→ **PROBLEM DESCRIPTION**: Write out the part of the article on extracting financial intelligence from multilingual text from "SESAMm uses the" to "in North Carolina.", word for word.

— START READING TEXT —

Extracting financial intelligence from multilingual text using advanced NLP techniques with TextReveal® Streams

SESAMm’s financial intelligence platform TextReveal® Streams is used by quantitative and fundamental asset managers to optimise trade timing and identify new investment opportunities.
Private equity deal and credit teams also use the data for deal sourcing, due diligence, and managing portfolio ESG risk and reporting.
The data is generated using Natural Language Processing (NLP) and Artificial Intelligence (AI) algorithms that scan over four million online sources of content daily, as well as an extensive library going back to 2008. This process is done in English and eight other major languages.
SESAMm’s text analysis engine tracks sentiment and volume metrics for a broad set of predefined and custom themes, covering thousands of public and private companies and their related products, brands, identifiers, and nicknames.
The system does not capture personal data (no PII) and respects global privacy laws. It also doesn't contain any Material Non-Public Information (MNPI).
TextReveal® Streams focuses on public listed companies in major global equity indices, a broad range of other asset classes, over 25,000 private companies, and ESG Risks in 90 categories for the entire universe of companies.
From Data extraction to Granular Insight Aggregation
At the heart of the text analytics process is SESAMm’s proprietary Knowledge Graph, a vast map connecting and integrating 70 million entities and their related keywords.
Entities within the Knowledge Graph are updated weekly to ensure that changes are properly tracked. For example, if the CEO of a company changes over time, the system is aware of it.
SESAMm uses the knowledge graph of entities combined with various cutting-edge NLP techniques to interpret the text in its data lake.
These include Named Entity Recognition (NER), Named Entity Disambiguation (NED), Lemmatization, Embeddings, and Cosine Similarity.
Processing Language
NER identifies entities based on their context and usage, enabling distinctions to be made between, for example, “Elon”, the name of Tesla’s CEO, and the university of the same name in North Carolina.
NED can recognise words with more than one meaning to identify the correct sense in which a term is intended. The word “bank”, for example, could refer to either a large financial institution or the side of a river. If accompanied by terms such as “withdraw” and “money”, for example, it probably means the former; if accompanied by “river” or “water’s edge”, it means the latter.

— END READING TEXT —
— START DATA SHOWN —

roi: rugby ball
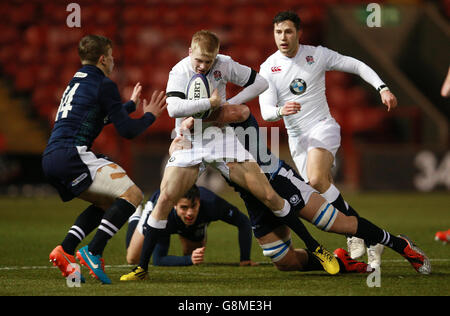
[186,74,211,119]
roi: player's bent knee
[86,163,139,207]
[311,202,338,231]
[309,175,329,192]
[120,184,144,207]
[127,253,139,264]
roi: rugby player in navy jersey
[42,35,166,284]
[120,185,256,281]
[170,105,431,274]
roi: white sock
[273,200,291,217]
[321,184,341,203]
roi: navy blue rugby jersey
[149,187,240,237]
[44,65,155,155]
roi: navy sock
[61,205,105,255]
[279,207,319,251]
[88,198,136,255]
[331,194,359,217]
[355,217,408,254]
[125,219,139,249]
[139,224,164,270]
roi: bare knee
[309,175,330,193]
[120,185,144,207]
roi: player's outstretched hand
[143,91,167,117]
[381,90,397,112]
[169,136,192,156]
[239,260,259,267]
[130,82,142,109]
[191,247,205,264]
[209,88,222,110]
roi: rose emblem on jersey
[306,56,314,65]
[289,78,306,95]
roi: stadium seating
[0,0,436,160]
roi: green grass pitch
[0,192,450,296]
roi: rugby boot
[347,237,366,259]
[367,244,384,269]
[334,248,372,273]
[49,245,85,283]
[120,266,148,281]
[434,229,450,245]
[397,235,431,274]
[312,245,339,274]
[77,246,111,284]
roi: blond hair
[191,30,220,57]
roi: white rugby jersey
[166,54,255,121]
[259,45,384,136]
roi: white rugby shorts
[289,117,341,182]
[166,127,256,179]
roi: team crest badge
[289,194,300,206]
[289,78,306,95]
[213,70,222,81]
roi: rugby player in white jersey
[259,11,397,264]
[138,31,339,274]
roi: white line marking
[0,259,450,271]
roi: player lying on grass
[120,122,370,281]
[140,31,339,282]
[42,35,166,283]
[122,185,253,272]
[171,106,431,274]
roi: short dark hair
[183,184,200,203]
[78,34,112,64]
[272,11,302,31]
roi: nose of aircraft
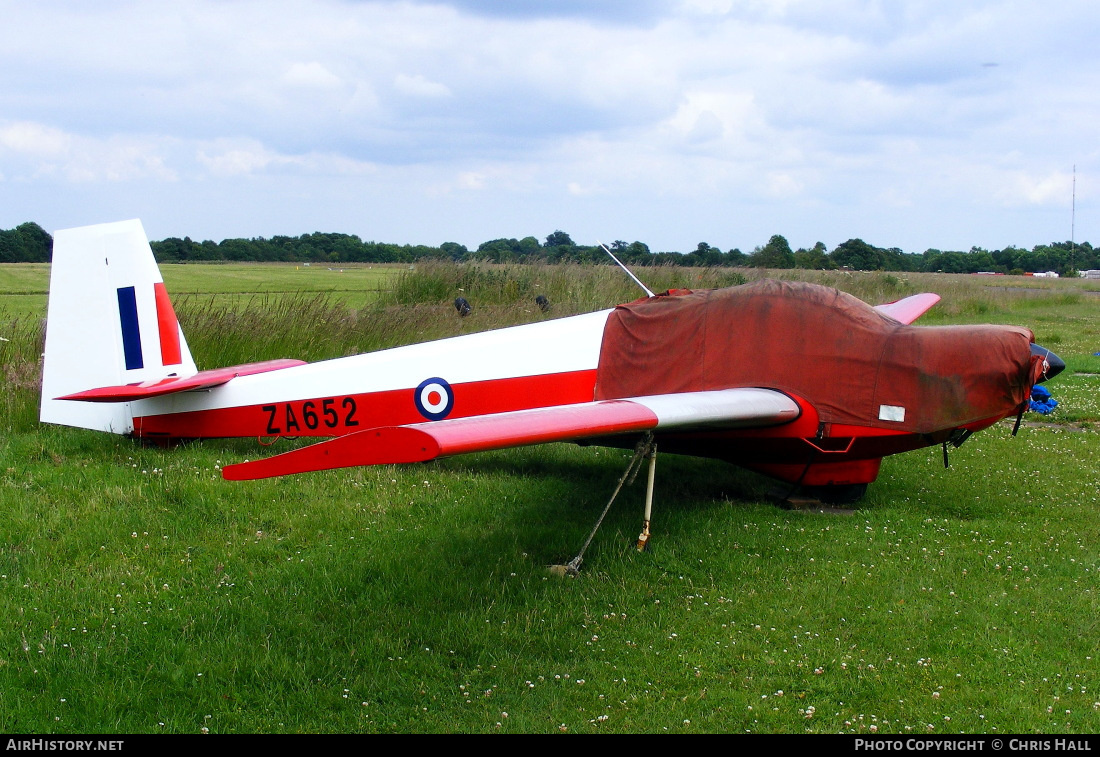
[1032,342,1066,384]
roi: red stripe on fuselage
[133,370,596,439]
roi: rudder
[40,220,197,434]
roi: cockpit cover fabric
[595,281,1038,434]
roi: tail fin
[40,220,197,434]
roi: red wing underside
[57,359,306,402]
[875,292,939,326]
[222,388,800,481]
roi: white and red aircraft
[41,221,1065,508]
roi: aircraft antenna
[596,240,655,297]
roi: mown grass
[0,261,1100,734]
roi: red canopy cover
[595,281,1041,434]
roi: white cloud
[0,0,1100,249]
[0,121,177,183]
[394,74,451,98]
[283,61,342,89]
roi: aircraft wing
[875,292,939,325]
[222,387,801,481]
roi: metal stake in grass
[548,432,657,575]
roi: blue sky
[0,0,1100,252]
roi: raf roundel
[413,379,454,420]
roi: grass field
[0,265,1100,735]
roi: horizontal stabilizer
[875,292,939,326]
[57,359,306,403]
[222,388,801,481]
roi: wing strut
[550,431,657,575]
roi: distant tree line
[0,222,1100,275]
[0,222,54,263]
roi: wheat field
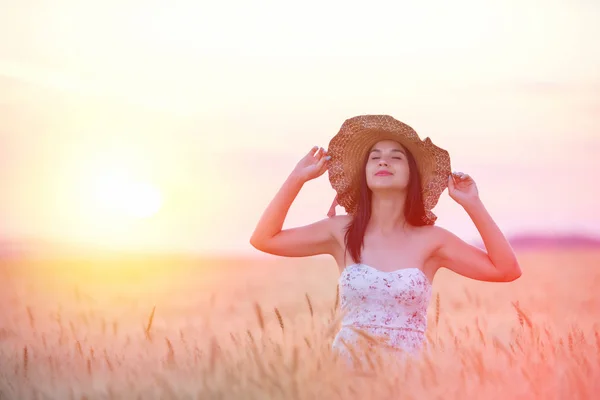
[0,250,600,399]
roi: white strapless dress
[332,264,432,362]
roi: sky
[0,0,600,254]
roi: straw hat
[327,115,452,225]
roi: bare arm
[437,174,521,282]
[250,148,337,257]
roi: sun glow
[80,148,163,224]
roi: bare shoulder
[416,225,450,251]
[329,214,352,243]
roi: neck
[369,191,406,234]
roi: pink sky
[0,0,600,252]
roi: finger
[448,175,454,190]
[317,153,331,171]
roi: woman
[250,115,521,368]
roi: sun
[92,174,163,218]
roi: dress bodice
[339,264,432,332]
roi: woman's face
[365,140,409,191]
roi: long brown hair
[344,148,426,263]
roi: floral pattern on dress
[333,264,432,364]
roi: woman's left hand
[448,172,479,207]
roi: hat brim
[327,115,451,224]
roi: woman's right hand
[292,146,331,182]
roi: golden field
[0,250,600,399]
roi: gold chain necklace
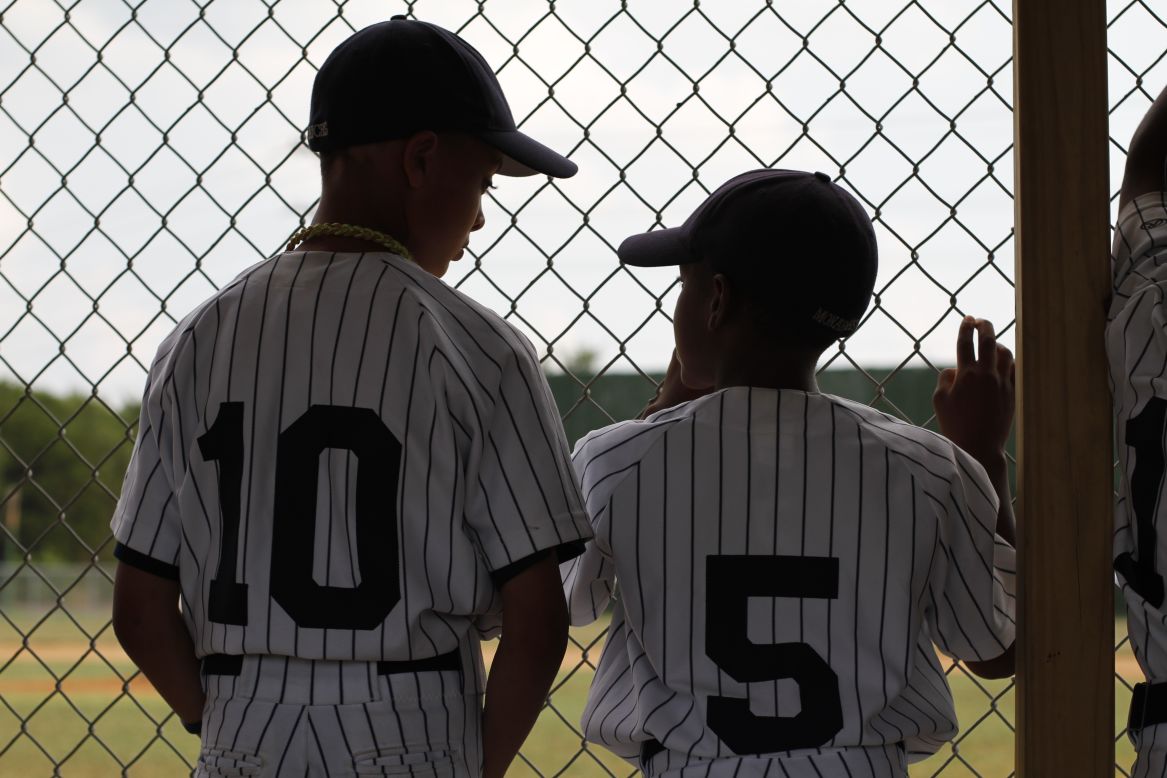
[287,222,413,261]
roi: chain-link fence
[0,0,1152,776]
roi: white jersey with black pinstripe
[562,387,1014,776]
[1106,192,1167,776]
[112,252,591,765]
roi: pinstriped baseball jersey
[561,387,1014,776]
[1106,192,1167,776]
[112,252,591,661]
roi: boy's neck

— END DATA SHOWN —
— START DATA SHOWN —

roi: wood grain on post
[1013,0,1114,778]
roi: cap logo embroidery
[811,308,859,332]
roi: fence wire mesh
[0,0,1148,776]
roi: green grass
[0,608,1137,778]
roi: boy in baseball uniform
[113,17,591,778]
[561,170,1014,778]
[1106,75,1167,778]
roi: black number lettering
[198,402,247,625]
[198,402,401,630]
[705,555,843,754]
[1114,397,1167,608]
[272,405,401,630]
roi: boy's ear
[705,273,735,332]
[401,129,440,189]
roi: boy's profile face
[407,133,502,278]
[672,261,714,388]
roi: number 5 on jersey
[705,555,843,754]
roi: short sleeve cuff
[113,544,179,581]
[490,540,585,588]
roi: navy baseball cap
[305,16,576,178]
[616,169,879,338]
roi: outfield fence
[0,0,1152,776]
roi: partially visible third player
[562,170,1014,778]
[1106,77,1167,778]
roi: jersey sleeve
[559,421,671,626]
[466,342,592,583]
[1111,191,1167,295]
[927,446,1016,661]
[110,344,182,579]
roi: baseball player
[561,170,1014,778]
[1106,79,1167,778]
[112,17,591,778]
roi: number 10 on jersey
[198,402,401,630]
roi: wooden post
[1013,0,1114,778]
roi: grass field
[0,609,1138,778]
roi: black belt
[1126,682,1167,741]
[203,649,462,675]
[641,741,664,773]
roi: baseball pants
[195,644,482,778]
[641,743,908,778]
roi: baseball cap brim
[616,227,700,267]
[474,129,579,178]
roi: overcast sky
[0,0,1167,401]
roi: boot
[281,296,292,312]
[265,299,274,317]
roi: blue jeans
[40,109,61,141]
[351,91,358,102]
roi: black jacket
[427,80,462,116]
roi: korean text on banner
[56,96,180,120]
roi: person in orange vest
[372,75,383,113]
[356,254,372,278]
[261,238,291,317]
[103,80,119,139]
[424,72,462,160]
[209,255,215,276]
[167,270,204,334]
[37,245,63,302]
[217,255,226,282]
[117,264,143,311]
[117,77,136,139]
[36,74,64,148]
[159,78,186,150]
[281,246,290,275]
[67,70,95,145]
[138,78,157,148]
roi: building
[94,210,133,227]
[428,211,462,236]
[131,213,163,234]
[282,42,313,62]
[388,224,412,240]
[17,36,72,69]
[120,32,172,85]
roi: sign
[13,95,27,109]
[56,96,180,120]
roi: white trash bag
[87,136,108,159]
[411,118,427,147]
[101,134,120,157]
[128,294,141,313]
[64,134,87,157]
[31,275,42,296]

— END DATA SHOWN —

→ **TASK RESULT**:
SESAMm uses the knowledge graph of entities combined with various cutting-edge NLP techniques to interpret the text in its data lake.
These include Named Entity Recognition (NER), Named Entity Disambiguation (NED), Lemmatization, Embeddings, and Cosine Similarity.
Processing Language
NER identifies entities based on their context and usage, enabling distinctions to be made between, for example, “Elon”, the name of Tesla’s CEO, and the university of the same name in North Carolina.